Fits a linear model with empirical likelihood.
el_lm(
formula,
data,
weights = NULL,
na.action,
offset,
control = el_control(),
...
)
An object of class formula
(or one that can be coerced to
that class) for a symbolic description of the model to be fitted.
An optional data frame, list or environment (or object coercible
by as.data.frame()
to a data frame) containing the variables in
formula
. If not found in data, the variables are taken from
environment(formula)
.
An optional numeric vector of weights to be used in the
fitting process. Defaults to NULL
, corresponding to identical weights. If
non-NULL
, weighted empirical likelihood is computed.
A function which indicates what should happen when the data
contain NA
s. The default is set by the na.action
setting of
options
, and is na.fail
if that is unset.
An optional expression for specifying an a priori known
component to be included in the linear predictor during fitting. This
should be NULL
or a numeric vector or matrix of extents matching those of
the response. One or more offset
terms can be included in the formula
instead or as well, and if more than one are specified their sum is used.
An object of class ControlEL constructed by
el_control()
.
Additional arguments to be passed to the low level regression fitting functions. See ‘Details’.
An object of class of LM.
Suppose that we observe \(n\) independent random variables
\({Z_i} \equiv {(X_i, Y_i)}\) from a common distribution, where \(X_i\)

····················

The task:
Repeat the el_lm help page word for word, from "An object of class of" to "distribution, where \(X_i\)".

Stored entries
····················

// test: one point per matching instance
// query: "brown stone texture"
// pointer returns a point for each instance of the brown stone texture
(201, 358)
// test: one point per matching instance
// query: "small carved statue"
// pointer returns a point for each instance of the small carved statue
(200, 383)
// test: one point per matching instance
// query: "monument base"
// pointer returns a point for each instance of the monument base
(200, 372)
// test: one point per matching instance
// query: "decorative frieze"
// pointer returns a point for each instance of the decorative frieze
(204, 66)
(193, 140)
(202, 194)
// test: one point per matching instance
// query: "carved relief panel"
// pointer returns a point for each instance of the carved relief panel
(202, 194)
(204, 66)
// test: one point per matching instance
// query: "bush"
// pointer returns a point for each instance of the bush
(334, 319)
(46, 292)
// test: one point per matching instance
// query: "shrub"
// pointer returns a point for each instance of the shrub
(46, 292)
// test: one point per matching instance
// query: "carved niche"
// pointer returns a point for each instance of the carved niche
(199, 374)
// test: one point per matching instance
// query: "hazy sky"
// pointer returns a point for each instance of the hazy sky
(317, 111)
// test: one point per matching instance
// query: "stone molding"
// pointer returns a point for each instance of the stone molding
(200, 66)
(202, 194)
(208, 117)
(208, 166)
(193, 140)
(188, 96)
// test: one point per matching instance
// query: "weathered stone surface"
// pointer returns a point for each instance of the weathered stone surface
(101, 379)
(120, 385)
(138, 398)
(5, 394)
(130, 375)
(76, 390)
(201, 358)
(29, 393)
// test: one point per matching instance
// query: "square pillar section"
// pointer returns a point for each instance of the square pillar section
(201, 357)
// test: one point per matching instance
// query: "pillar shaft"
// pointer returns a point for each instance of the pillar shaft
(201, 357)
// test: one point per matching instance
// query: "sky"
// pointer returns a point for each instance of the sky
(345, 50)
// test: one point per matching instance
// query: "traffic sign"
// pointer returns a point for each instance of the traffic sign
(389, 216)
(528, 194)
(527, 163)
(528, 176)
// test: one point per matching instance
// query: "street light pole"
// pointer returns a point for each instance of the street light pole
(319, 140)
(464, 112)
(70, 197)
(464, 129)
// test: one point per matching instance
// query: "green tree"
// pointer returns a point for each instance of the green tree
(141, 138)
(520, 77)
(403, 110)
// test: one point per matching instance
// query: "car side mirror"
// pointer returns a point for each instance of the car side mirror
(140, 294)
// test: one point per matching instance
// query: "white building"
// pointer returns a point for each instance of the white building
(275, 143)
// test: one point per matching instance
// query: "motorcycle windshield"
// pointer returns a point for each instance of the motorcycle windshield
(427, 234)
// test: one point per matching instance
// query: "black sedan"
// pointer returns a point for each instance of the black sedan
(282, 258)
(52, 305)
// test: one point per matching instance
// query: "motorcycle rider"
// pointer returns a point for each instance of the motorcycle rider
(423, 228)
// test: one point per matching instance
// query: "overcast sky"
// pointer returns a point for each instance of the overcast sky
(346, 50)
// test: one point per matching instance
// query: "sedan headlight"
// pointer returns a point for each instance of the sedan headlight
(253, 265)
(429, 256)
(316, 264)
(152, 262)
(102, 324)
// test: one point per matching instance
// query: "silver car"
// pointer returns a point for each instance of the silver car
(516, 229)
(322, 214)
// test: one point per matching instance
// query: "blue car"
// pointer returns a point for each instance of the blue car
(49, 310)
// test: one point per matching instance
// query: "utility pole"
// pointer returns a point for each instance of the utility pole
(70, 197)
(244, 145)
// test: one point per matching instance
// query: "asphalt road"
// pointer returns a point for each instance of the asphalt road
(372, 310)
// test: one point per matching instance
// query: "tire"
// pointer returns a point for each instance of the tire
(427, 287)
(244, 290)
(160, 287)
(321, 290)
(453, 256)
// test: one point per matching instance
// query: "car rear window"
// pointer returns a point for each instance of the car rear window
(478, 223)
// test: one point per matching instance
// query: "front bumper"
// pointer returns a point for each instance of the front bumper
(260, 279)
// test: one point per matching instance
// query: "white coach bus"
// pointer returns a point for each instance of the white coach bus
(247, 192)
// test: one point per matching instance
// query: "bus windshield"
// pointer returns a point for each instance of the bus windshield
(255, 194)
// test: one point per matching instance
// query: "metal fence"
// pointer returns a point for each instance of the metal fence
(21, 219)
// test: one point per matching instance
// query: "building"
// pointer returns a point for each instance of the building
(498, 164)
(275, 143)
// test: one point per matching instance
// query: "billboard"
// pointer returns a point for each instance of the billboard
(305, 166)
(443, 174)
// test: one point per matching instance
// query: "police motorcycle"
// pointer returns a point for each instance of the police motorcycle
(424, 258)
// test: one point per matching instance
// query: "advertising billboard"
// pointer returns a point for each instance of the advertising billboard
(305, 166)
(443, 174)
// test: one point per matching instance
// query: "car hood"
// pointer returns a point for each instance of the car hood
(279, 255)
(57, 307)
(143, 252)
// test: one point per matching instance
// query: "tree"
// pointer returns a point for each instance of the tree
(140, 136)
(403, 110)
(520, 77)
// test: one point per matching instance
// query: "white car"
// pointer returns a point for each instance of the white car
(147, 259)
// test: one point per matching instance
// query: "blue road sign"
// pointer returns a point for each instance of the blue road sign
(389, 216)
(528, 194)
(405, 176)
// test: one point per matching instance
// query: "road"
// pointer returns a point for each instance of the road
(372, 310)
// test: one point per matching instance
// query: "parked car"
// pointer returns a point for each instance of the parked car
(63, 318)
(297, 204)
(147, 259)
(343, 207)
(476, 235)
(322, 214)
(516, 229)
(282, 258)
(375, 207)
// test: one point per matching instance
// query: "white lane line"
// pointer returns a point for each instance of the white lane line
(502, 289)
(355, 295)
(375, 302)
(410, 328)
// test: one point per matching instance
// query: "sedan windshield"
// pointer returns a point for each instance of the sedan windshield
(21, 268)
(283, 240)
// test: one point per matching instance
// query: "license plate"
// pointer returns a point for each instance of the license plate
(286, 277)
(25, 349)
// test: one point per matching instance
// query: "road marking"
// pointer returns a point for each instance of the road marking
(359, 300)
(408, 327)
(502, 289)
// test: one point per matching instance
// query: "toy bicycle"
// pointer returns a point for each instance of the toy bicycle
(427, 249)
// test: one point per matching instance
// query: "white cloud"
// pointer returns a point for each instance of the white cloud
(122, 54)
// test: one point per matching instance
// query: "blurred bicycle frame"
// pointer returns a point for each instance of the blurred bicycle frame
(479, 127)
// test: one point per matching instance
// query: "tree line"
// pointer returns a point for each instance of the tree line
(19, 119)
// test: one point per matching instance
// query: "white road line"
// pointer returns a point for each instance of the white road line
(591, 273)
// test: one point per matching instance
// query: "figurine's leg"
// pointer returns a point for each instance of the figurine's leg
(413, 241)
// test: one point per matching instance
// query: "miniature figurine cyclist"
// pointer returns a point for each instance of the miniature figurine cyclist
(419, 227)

····················

Expected answer:
An object of class of LM.
Suppose that we observe \(n\) independent random variables
\({Z_i} \equiv {(X_i, Y_i)}\) from a common distribution, where \(X_i\)